◆ EXERCISE:
Copy out every line of the data below, requests included, and multiply each point coordinate in the answers by 2, rounding to whole numbers with halves going up. Keep the numbers in the requests and their sample pairs as they are.

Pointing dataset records
****************************************
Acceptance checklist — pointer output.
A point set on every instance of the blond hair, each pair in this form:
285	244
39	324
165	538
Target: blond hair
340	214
****************************************
◆ THE SOLUTION:
Acceptance checklist — pointer output.
A point set on every instance of the blond hair, each pair in this form:
285	244
39	324
165	538
Target: blond hair
680	428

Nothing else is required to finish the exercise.